[Records of labeled points]
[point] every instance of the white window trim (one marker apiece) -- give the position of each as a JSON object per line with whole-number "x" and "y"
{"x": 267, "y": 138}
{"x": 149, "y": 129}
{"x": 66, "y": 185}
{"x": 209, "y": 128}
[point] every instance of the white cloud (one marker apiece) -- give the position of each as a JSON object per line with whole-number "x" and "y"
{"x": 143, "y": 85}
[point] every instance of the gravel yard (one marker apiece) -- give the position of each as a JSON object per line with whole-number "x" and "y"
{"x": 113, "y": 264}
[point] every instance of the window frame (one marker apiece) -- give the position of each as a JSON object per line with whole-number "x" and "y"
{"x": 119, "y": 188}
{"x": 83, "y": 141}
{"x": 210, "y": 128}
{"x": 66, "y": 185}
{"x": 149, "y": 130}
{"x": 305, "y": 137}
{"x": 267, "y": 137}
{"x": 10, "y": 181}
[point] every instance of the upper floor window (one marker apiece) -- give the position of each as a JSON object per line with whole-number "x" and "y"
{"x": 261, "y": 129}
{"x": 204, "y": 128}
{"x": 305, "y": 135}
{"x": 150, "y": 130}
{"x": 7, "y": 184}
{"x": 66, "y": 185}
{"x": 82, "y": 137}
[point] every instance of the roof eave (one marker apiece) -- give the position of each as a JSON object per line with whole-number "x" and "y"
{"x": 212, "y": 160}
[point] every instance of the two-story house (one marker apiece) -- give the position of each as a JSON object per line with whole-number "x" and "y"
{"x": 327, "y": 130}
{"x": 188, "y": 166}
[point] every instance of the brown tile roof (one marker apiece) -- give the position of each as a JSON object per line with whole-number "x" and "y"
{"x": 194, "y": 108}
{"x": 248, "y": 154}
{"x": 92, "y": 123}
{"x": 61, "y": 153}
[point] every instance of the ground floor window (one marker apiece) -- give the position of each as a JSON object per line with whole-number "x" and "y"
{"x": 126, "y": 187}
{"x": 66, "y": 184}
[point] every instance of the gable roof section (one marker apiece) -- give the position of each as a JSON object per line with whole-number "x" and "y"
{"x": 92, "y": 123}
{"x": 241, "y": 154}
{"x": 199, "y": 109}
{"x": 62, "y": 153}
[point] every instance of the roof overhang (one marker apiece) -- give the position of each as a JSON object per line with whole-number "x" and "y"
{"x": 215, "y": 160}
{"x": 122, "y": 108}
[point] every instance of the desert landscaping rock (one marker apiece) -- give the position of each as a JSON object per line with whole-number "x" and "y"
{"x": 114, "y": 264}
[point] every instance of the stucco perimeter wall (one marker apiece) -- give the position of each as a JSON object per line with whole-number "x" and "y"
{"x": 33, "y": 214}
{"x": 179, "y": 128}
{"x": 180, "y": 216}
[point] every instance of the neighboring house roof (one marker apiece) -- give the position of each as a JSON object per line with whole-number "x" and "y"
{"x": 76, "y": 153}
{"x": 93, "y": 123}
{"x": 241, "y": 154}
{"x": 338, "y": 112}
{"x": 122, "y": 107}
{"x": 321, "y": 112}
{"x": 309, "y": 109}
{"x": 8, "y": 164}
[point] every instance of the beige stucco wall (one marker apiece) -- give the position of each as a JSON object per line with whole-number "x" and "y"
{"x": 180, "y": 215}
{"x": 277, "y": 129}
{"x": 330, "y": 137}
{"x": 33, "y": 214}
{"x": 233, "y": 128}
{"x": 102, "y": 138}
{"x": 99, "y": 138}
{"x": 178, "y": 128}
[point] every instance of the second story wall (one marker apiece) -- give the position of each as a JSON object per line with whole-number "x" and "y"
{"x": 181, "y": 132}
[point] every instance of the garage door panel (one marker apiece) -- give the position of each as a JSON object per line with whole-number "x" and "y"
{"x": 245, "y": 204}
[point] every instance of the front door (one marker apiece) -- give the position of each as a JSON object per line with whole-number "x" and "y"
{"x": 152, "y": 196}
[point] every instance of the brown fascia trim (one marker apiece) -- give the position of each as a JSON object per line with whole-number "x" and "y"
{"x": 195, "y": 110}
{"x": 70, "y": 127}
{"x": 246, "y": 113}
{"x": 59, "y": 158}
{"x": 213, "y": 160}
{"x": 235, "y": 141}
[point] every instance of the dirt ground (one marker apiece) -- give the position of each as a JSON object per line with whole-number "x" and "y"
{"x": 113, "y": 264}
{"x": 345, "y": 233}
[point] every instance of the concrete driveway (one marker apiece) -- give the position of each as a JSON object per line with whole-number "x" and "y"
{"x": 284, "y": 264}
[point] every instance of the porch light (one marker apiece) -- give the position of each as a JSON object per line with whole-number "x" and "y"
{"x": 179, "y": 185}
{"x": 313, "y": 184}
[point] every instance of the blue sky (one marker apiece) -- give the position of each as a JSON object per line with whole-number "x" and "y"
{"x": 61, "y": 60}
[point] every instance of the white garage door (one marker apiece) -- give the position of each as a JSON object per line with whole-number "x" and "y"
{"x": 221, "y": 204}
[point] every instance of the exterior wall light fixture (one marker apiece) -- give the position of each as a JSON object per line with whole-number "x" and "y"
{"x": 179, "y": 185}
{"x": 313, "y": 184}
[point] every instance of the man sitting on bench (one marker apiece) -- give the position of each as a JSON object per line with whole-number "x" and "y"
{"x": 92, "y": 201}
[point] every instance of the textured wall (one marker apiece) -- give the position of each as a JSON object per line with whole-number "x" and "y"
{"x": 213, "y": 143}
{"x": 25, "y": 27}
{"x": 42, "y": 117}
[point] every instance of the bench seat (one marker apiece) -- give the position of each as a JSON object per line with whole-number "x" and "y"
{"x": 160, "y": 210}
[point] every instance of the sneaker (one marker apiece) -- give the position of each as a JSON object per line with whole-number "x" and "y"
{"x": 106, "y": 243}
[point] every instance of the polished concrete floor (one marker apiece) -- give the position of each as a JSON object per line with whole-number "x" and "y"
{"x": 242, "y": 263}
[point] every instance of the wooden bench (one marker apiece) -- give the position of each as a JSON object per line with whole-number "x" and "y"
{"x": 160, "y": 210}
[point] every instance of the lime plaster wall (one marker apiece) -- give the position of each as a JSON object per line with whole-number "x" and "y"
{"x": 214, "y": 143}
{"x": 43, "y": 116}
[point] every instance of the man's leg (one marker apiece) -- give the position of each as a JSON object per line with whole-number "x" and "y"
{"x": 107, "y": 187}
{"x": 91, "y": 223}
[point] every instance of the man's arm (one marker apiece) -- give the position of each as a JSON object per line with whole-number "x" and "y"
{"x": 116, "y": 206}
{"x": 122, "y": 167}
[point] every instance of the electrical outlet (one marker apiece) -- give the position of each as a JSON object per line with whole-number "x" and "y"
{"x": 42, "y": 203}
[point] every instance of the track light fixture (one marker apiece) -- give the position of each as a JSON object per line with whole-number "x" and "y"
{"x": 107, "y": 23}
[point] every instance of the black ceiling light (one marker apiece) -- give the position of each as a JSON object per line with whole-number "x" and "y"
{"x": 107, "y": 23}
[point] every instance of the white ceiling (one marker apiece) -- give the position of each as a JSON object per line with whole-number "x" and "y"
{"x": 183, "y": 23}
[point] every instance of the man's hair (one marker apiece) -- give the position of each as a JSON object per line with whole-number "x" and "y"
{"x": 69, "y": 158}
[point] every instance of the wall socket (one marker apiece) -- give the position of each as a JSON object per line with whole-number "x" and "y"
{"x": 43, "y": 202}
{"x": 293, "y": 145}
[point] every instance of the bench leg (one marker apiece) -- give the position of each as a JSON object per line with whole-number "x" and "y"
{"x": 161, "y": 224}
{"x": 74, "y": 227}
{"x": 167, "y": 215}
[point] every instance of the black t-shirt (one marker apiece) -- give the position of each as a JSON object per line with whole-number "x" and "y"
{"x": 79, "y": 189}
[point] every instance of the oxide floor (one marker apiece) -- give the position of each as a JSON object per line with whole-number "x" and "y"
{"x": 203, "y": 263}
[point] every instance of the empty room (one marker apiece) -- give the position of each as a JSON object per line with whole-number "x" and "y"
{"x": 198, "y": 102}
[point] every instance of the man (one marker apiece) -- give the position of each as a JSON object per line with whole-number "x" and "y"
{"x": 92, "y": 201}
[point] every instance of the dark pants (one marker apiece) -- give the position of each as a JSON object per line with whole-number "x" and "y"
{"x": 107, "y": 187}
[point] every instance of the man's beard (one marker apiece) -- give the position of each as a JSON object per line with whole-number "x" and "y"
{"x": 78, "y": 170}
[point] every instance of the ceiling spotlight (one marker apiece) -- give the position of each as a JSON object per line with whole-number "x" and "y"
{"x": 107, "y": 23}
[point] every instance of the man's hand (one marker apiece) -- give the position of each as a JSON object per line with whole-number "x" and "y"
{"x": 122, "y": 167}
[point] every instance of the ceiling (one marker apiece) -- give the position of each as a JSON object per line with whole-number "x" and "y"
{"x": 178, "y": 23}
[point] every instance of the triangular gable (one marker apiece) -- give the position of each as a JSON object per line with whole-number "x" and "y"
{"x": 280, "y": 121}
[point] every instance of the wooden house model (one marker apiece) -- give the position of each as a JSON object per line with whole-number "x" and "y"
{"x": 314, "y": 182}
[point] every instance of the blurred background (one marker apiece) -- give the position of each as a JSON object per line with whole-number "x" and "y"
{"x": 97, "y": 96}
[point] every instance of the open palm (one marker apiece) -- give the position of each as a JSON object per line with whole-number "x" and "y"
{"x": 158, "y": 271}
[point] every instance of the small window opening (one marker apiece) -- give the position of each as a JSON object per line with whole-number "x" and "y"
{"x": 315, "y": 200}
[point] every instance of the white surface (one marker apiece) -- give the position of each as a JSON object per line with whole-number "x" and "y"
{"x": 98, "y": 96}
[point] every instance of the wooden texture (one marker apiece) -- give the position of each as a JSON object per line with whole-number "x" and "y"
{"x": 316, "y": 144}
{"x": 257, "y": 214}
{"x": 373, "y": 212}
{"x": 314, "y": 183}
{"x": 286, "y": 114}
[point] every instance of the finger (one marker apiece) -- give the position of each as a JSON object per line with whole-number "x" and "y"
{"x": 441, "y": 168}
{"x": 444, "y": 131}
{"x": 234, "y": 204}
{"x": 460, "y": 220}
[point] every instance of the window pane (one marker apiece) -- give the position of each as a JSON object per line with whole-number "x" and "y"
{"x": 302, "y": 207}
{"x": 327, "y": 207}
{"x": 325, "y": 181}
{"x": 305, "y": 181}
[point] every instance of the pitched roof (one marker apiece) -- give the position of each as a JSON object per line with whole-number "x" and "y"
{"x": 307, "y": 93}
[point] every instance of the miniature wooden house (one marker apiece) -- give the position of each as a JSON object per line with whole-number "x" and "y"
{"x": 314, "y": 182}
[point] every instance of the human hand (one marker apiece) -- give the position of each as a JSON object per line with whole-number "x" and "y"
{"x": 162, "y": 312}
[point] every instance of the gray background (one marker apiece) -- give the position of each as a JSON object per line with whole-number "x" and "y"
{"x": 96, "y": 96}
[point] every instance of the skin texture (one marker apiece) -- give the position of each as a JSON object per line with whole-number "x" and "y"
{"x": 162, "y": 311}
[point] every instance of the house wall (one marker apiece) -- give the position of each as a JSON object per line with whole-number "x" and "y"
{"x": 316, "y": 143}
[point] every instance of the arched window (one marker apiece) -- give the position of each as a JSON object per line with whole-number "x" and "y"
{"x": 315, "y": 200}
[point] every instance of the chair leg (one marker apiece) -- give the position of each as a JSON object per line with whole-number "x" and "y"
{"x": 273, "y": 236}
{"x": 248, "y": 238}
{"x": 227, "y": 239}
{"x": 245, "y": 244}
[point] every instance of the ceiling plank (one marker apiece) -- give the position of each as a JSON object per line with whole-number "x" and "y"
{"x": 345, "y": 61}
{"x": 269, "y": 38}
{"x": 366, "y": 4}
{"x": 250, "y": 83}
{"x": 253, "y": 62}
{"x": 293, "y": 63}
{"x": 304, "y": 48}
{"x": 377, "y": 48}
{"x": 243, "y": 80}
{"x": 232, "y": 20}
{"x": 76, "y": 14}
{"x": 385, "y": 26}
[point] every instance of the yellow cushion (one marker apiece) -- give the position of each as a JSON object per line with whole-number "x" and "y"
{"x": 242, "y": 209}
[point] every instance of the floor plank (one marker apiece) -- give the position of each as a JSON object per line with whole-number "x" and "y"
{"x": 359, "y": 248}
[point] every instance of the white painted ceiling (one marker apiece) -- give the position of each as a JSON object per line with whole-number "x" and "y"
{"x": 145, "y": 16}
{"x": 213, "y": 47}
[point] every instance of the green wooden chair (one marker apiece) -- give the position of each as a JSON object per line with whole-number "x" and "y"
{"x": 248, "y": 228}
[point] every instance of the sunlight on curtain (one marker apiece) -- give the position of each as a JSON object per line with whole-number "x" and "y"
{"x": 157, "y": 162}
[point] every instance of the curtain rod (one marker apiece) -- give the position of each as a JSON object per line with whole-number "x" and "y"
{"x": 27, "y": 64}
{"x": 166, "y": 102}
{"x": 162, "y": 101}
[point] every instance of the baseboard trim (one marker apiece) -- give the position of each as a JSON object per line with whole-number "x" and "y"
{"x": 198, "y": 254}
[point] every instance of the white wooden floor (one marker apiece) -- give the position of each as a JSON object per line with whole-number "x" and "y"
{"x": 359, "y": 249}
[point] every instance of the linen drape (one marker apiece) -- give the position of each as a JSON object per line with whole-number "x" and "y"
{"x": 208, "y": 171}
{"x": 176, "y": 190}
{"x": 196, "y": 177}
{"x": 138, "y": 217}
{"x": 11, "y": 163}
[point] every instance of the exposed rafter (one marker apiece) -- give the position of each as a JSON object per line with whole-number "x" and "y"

Set problem
Repeat, character for character, the lines from the one that holds "[point] every instance of the green" to the final line of the material, inclusive, and no other lines.

Solved problem
[point] every instance of the green wooden chair (one marker apiece) -- give the position of each as a JSON object per line with whole-number "x" and "y"
{"x": 248, "y": 228}
[point] every instance of the sunlight on curtain (one marker apiece) -- give the position of each as a JSON object per line with whole-number "x" and "y"
{"x": 157, "y": 162}
[point] every instance of the curtain rod (one marker apiece) -- give the position of each as a JSON object per line with whole-number "x" and "y"
{"x": 27, "y": 64}
{"x": 166, "y": 102}
{"x": 162, "y": 101}
[point] every instance of the baseboard trim (one marker apiece) -- give the position of each as a JSON object per line with whole-number "x" and "y"
{"x": 198, "y": 254}
[point] every instance of the white wooden floor (one marker apiece) -- give the position of each as a JSON object per line with whole-number "x" and "y"
{"x": 359, "y": 249}
[point] every instance of the linen drape (one marker apiece) -- give the position of each as a JSON object per line with whole-number "x" and "y"
{"x": 208, "y": 171}
{"x": 176, "y": 190}
{"x": 196, "y": 177}
{"x": 138, "y": 217}
{"x": 11, "y": 163}
[point] every instance of the exposed rafter (one marker apiece) -- give the position of each as a JSON object per line with whole-number "x" and "y"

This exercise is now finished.